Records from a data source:
-*-

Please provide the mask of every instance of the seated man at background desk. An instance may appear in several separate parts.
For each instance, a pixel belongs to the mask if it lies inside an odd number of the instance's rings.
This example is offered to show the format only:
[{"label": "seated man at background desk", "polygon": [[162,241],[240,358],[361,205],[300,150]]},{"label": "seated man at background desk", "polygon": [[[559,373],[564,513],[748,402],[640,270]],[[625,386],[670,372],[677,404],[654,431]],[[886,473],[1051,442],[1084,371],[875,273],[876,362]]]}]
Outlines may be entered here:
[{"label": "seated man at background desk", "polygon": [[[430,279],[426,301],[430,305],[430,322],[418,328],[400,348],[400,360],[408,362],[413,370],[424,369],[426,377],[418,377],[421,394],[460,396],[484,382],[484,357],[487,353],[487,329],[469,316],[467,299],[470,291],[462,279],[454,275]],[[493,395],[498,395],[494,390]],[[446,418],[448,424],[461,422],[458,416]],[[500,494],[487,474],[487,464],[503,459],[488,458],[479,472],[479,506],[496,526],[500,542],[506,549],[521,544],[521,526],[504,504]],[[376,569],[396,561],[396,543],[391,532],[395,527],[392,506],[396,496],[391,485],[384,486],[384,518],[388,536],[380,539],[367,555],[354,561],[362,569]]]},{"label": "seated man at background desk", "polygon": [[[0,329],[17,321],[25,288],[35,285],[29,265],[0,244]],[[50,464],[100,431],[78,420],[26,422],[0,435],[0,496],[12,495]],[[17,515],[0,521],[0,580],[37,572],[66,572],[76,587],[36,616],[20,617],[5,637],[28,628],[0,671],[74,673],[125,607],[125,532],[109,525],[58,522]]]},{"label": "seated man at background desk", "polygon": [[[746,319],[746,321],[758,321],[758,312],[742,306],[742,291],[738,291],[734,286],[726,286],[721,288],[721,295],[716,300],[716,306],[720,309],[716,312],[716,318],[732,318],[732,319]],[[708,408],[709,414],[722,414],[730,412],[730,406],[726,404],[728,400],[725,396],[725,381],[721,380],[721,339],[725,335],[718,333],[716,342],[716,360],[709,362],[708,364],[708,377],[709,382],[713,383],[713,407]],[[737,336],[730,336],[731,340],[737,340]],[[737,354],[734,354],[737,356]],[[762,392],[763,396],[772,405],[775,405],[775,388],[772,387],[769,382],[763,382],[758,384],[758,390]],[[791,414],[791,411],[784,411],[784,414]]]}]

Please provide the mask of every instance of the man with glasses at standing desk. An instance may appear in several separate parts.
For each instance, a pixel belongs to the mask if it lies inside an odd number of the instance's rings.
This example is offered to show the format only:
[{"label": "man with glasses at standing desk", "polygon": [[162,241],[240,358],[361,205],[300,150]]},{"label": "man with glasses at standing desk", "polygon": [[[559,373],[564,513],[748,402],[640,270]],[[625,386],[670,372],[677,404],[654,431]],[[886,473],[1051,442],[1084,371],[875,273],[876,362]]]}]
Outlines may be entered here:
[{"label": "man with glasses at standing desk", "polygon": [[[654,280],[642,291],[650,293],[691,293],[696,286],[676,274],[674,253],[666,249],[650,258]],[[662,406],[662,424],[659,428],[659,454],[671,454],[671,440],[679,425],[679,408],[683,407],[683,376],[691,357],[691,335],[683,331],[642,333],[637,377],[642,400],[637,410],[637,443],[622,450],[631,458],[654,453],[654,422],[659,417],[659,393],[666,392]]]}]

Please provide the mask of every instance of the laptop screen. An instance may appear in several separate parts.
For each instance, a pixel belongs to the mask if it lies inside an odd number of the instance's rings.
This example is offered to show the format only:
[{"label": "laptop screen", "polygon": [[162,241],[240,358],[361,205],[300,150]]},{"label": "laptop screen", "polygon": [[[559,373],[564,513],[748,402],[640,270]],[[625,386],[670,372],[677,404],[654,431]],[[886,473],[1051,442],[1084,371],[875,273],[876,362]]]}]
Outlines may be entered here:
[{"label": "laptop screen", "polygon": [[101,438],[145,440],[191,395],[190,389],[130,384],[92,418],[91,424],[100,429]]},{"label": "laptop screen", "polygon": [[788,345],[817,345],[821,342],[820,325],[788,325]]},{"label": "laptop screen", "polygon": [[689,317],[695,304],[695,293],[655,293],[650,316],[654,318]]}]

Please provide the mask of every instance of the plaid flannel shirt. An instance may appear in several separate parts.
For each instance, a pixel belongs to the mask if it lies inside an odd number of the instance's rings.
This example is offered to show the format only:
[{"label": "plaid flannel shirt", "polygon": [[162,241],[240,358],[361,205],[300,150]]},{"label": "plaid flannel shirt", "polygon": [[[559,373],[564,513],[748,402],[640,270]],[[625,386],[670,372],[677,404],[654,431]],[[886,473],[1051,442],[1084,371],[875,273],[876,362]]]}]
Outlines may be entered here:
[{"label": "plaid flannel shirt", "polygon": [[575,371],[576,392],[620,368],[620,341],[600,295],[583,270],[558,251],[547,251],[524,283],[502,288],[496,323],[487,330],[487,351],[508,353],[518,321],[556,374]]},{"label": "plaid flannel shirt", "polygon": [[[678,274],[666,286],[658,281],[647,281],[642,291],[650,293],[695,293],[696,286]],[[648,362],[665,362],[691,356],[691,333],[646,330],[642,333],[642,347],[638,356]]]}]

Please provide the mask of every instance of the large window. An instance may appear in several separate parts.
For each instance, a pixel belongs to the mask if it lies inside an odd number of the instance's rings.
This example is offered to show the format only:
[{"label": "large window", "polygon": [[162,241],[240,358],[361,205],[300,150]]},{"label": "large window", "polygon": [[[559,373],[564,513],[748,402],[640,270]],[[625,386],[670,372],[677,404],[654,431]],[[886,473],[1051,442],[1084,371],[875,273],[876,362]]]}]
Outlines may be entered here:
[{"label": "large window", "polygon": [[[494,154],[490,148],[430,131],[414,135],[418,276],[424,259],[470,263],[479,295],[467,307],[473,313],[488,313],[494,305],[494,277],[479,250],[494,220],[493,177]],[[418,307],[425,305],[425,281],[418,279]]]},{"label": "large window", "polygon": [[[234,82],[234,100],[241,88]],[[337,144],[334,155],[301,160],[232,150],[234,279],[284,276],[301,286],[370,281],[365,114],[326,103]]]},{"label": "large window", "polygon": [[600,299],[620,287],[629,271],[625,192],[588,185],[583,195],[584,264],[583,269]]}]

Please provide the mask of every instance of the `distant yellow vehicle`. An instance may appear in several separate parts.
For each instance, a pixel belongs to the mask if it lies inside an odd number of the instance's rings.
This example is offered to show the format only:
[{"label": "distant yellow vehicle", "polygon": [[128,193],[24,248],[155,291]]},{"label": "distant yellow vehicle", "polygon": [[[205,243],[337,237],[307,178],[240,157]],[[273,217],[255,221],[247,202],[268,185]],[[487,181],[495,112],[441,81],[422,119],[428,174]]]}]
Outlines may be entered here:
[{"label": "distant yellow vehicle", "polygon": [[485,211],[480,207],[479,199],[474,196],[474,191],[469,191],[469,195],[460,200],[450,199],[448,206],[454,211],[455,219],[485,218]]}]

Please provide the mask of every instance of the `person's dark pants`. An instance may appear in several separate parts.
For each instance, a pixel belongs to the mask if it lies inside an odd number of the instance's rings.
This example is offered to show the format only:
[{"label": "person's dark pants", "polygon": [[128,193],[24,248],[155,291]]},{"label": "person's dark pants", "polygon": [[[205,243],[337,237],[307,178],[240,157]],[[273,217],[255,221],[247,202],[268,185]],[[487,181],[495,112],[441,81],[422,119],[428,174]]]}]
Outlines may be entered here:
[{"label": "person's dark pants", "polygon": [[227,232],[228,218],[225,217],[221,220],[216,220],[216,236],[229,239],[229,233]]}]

-*-

**TASK INSTRUCTIONS**
Can you reproduce all the material exactly?

**TASK RESULT**
Please provide the mask of every instance of the seated man at background desk. An instance may appear in several separate parts.
For each instance, a pixel belongs to the mask if it lies inside an odd number of the instance's rings.
This example is offered to show the format only:
[{"label": "seated man at background desk", "polygon": [[162,241],[240,358],[361,205],[300,150]]},{"label": "seated man at background desk", "polygon": [[[559,373],[564,513],[748,402],[640,270]],[[625,386],[670,372],[677,404],[654,431]],[[886,473],[1051,442],[1084,371],[875,273],[876,362]]]}]
Outlines may be entered here:
[{"label": "seated man at background desk", "polygon": [[[430,279],[426,301],[430,305],[430,322],[418,328],[400,348],[400,360],[408,362],[413,370],[424,369],[426,377],[418,377],[421,394],[460,396],[484,382],[484,357],[487,353],[487,329],[469,316],[467,299],[470,291],[462,279],[454,275]],[[493,395],[498,395],[494,390]],[[446,418],[448,424],[461,422],[458,416]],[[500,494],[487,474],[487,464],[503,459],[488,458],[479,472],[479,506],[496,526],[500,542],[506,549],[521,544],[521,526],[504,504]],[[376,569],[396,561],[396,543],[391,532],[395,527],[392,506],[396,496],[391,485],[384,486],[384,518],[388,536],[380,539],[367,555],[354,561],[362,569]]]},{"label": "seated man at background desk", "polygon": [[[0,329],[17,321],[25,288],[35,285],[29,265],[0,244]],[[50,464],[100,431],[78,420],[26,422],[0,435],[0,496],[12,495]],[[17,515],[0,521],[0,580],[37,572],[66,572],[76,587],[36,616],[20,617],[5,637],[28,628],[0,671],[74,673],[125,607],[125,532],[109,525],[58,522]]]},{"label": "seated man at background desk", "polygon": [[[746,319],[746,321],[758,321],[758,312],[742,306],[742,291],[738,291],[734,286],[726,286],[721,288],[721,295],[716,300],[716,306],[720,309],[716,312],[716,318],[732,318],[732,319]],[[708,408],[709,414],[722,414],[730,412],[730,406],[726,404],[728,400],[725,396],[725,381],[721,380],[721,339],[725,335],[718,333],[716,342],[716,360],[709,362],[708,364],[708,377],[709,382],[713,383],[713,407]],[[737,336],[730,336],[731,340],[737,340]],[[737,354],[734,354],[737,356]],[[762,392],[763,396],[772,405],[775,405],[775,388],[772,387],[769,382],[763,382],[758,384],[758,390]],[[791,414],[791,411],[784,411],[784,414]]]}]

Please provide the mask of every instance of the man with glasses at standing desk. An instance may appear in several separate parts.
For each instance, a pixel belongs to the mask if it lies inside an odd number of the instance's rings.
This example is offered to show the format only:
[{"label": "man with glasses at standing desk", "polygon": [[162,241],[240,358],[361,205],[300,150]]},{"label": "man with glasses at standing desk", "polygon": [[[559,373],[564,513],[748,402],[640,270]],[[625,386],[670,372],[677,404],[654,431]],[[886,473],[1051,442],[1084,371],[875,273],[876,362]]]}]
Outlines may be entered here:
[{"label": "man with glasses at standing desk", "polygon": [[[654,280],[642,291],[650,293],[691,293],[696,286],[676,274],[674,253],[666,249],[650,258]],[[662,406],[662,424],[659,428],[659,454],[671,454],[671,440],[679,425],[679,408],[683,407],[683,376],[691,357],[691,335],[683,331],[642,333],[637,377],[642,400],[637,410],[637,443],[622,450],[631,458],[654,453],[654,422],[659,417],[659,393],[666,392]]]}]

Please provide the mask of every instance of the laptop screen. An instance may appear in several separate parts.
For each instance, a pixel belongs to the mask if it lies inside an odd number of the instance's rings.
This example is offered to show the format only:
[{"label": "laptop screen", "polygon": [[162,241],[240,358],[361,205],[300,150]]},{"label": "laptop screen", "polygon": [[[559,373],[564,513],[748,402],[640,270]],[[625,386],[670,372],[677,404],[654,431]],[[886,473],[1051,442],[1084,371],[875,273],[876,362]]]}]
Outlines may be entered here:
[{"label": "laptop screen", "polygon": [[101,438],[145,440],[191,395],[190,389],[130,384],[92,418],[91,424],[100,429]]},{"label": "laptop screen", "polygon": [[788,345],[817,345],[821,342],[820,325],[788,325]]},{"label": "laptop screen", "polygon": [[689,317],[695,304],[695,293],[655,293],[650,316],[654,318]]}]

Please provide the mask of every instance of the plaid flannel shirt. An instance may appear in several separate parts.
For each instance, a pixel belongs to the mask if it lies inside an odd number of the instance's rings.
This example is offered to show the format only:
[{"label": "plaid flannel shirt", "polygon": [[162,241],[240,358],[361,205],[300,150]]},{"label": "plaid flannel shirt", "polygon": [[[559,373],[564,513],[748,402],[640,270]],[[625,386],[670,372],[677,404],[654,431]],[[886,473],[1051,442],[1084,371],[875,273],[876,362]]]}]
Outlines may be entered here:
[{"label": "plaid flannel shirt", "polygon": [[575,371],[576,392],[620,368],[620,341],[600,295],[583,270],[558,251],[547,251],[524,283],[502,288],[496,323],[487,330],[487,351],[508,353],[518,321],[556,374]]},{"label": "plaid flannel shirt", "polygon": [[[678,274],[666,286],[658,281],[647,281],[642,291],[650,293],[695,293],[696,286]],[[648,362],[665,362],[691,356],[691,333],[646,330],[642,333],[642,347],[638,356]]]}]

Please provide the mask of every instance of the large window. An instance may appear in several separate parts.
For each instance, a pixel belongs to the mask if it lies inside an odd number of the instance's rings.
This example is offered to show the format only:
[{"label": "large window", "polygon": [[162,241],[240,358],[361,205],[300,150]]},{"label": "large window", "polygon": [[[559,373],[564,513],[748,402],[640,270]],[[625,386],[670,372],[677,404],[654,431]],[[886,473],[1051,442],[1084,371],[875,273],[876,362]]]}]
Outlines may be entered here:
[{"label": "large window", "polygon": [[[494,154],[490,148],[430,131],[414,135],[418,276],[424,259],[470,263],[479,295],[467,307],[473,313],[488,313],[494,305],[494,277],[479,250],[494,220],[493,177]],[[418,307],[425,305],[425,281],[418,279]]]},{"label": "large window", "polygon": [[[234,82],[234,100],[241,88]],[[337,144],[334,155],[301,160],[232,150],[234,279],[284,276],[301,286],[370,281],[365,114],[326,103]]]},{"label": "large window", "polygon": [[600,299],[620,287],[629,271],[625,192],[588,185],[583,195],[584,264],[583,269]]}]

Please provide the mask of every instance of the `distant yellow vehicle`. An instance may appear in several separate parts.
For each instance, a pixel belongs to the mask if it lies inside an odd number of the instance's rings.
This example is offered to show the format only:
[{"label": "distant yellow vehicle", "polygon": [[128,193],[24,248],[155,291]]},{"label": "distant yellow vehicle", "polygon": [[[205,243],[337,237],[307,178],[240,157]],[[273,217],[255,221],[247,202],[268,185]],[[487,181],[495,112],[441,81],[422,119],[428,174]]]}]
Outlines may be entered here:
[{"label": "distant yellow vehicle", "polygon": [[485,211],[480,207],[479,199],[474,196],[474,191],[469,191],[469,195],[460,200],[450,199],[448,206],[454,211],[455,219],[485,218]]}]

Please provide the mask of every instance of the `person's dark pants`. An instance may appear in several separate parts.
For each instance, a pixel belongs to the mask if it lies inside an odd number of the instance's rings.
This example is offered to show the format only:
[{"label": "person's dark pants", "polygon": [[128,193],[24,248],[155,291]]},{"label": "person's dark pants", "polygon": [[[205,243],[337,237],[307,178],[240,157]],[[273,217],[255,221],[247,202],[268,185]],[[487,181],[495,112],[441,81],[422,119],[428,174]]]}]
Outlines may be entered here:
[{"label": "person's dark pants", "polygon": [[227,232],[228,218],[225,217],[221,220],[216,220],[216,236],[229,239],[229,233]]}]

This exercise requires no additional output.